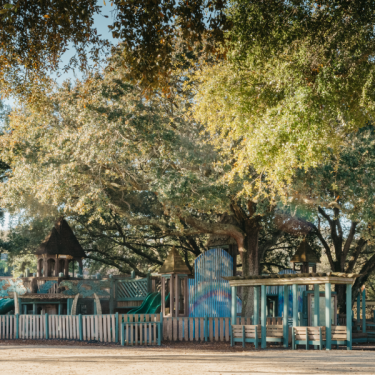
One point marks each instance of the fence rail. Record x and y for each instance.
(108, 328)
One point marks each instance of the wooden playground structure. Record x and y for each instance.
(177, 306)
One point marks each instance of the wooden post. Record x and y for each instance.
(69, 306)
(328, 315)
(80, 327)
(349, 339)
(358, 309)
(116, 328)
(111, 295)
(17, 326)
(46, 326)
(364, 310)
(177, 295)
(171, 296)
(263, 308)
(234, 305)
(295, 305)
(316, 305)
(285, 316)
(256, 305)
(186, 296)
(162, 295)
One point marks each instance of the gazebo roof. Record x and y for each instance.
(61, 241)
(174, 264)
(305, 254)
(293, 278)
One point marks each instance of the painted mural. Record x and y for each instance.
(86, 288)
(9, 286)
(209, 294)
(46, 286)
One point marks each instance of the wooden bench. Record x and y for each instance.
(138, 333)
(338, 335)
(308, 336)
(245, 333)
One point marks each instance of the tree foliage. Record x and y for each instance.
(298, 77)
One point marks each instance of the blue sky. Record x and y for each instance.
(101, 23)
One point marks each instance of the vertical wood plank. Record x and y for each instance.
(191, 327)
(175, 329)
(84, 327)
(186, 329)
(216, 329)
(196, 321)
(113, 327)
(221, 329)
(226, 329)
(211, 329)
(202, 329)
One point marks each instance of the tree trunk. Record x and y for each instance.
(250, 264)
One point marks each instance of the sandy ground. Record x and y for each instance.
(50, 360)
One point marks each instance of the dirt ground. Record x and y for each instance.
(182, 359)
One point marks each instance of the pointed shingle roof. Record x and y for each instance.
(305, 254)
(61, 241)
(174, 264)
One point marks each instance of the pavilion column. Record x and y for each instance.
(177, 294)
(172, 293)
(38, 268)
(56, 266)
(328, 315)
(234, 305)
(349, 316)
(316, 305)
(263, 310)
(66, 267)
(45, 267)
(285, 316)
(358, 309)
(256, 305)
(364, 310)
(80, 267)
(295, 304)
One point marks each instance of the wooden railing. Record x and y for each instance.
(108, 328)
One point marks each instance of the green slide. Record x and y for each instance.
(145, 304)
(6, 305)
(151, 305)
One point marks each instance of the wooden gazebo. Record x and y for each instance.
(174, 282)
(294, 280)
(58, 249)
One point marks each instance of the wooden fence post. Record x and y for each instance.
(17, 325)
(161, 323)
(116, 328)
(80, 327)
(46, 324)
(122, 334)
(206, 328)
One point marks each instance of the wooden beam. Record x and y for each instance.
(291, 281)
(349, 333)
(328, 315)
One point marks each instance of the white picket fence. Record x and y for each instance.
(108, 328)
(69, 327)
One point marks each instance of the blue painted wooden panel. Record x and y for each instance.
(209, 294)
(132, 289)
(280, 294)
(9, 286)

***

**STATED TASK:** Copy, word for word, every line from the one with "One point marks each instance of the wooden fence" up to and including the final line of the items.

**RESULT:**
One point marks each instance of the wooden fence post. Record x and y for each instance.
(17, 325)
(161, 323)
(116, 328)
(80, 327)
(46, 324)
(122, 334)
(206, 328)
One point marks each instance of the wooden beam. Record x and y for each instance.
(291, 281)
(349, 333)
(328, 315)
One point marks each instance of the white picket fence. Record x and y for each instance.
(108, 328)
(69, 327)
One point marks each instance of the blue painted wooden panel. Record x and y for each instance.
(209, 294)
(132, 289)
(280, 294)
(9, 286)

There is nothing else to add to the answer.